__PROVIDED DATA__:
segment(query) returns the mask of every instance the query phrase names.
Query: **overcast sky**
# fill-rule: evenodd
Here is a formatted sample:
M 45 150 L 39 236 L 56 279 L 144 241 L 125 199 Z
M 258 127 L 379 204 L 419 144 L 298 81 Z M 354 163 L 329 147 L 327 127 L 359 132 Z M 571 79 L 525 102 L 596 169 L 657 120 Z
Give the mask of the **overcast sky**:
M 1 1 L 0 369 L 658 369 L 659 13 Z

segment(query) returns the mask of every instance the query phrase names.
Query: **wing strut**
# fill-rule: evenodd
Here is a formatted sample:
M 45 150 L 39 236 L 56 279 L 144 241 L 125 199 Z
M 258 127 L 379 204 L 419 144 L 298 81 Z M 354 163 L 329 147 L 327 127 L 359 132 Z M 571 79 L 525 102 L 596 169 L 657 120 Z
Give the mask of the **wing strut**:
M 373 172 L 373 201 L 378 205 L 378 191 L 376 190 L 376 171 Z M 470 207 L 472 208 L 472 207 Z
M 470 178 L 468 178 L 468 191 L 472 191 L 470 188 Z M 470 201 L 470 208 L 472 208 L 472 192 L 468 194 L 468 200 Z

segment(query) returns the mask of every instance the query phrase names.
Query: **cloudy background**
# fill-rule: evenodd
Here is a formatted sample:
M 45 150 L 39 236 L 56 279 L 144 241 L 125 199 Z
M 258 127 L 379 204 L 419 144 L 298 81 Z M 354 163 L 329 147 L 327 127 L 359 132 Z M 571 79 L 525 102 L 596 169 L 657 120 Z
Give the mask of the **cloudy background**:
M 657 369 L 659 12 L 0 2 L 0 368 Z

__GOAL__: Format every line of the rows above as a JSON list of strings, one string per line, leaving out blank lines.

__SOLUTION TO THIS TASK__:
[
  "segment(query) returns the mask of every instance the query phrase names.",
  "Query: **overcast sky**",
  "# fill-rule: evenodd",
  "Here is a formatted sample:",
  "M 45 150 L 39 236 L 56 279 L 144 241 L 125 199 Z",
  "M 258 127 L 379 204 L 419 144 L 298 81 Z M 354 163 L 329 147 L 327 127 L 359 132 Z M 571 79 L 525 102 L 596 169 L 657 120 Z",
  "Give the mask of the **overcast sky**:",
  "M 1 1 L 0 369 L 658 369 L 659 13 Z",
  "segment(query) returns the mask of every instance the query phrase names.",
  "Query: **wing strut**",
  "# fill-rule: evenodd",
  "Here is a formatted sample:",
  "M 45 150 L 39 236 L 56 279 L 144 241 L 125 199 Z",
  "M 258 127 L 379 204 L 419 144 L 298 81 Z M 354 163 L 329 147 L 327 127 L 359 132 Z M 571 79 L 525 102 L 596 169 L 657 120 Z",
  "Give the mask of the **wing strut**:",
  "M 373 172 L 373 201 L 378 205 L 378 191 L 376 190 L 376 171 Z M 470 207 L 472 208 L 472 207 Z",
  "M 470 178 L 468 178 L 468 191 L 472 191 L 470 188 Z M 470 201 L 470 208 L 472 208 L 472 192 L 468 194 L 468 200 Z",
  "segment(query) returns the mask of every instance the query phrase names.",
  "Query: **cloudy background**",
  "# fill-rule: evenodd",
  "Here is a formatted sample:",
  "M 45 150 L 39 236 L 56 279 L 144 241 L 125 199 Z",
  "M 258 127 L 379 204 L 419 144 L 298 81 Z M 354 163 L 329 147 L 327 127 L 359 132 Z M 571 79 L 525 102 L 596 169 L 657 120 Z",
  "Give the mask of the **cloudy background**:",
  "M 657 369 L 659 12 L 0 2 L 0 368 Z"
]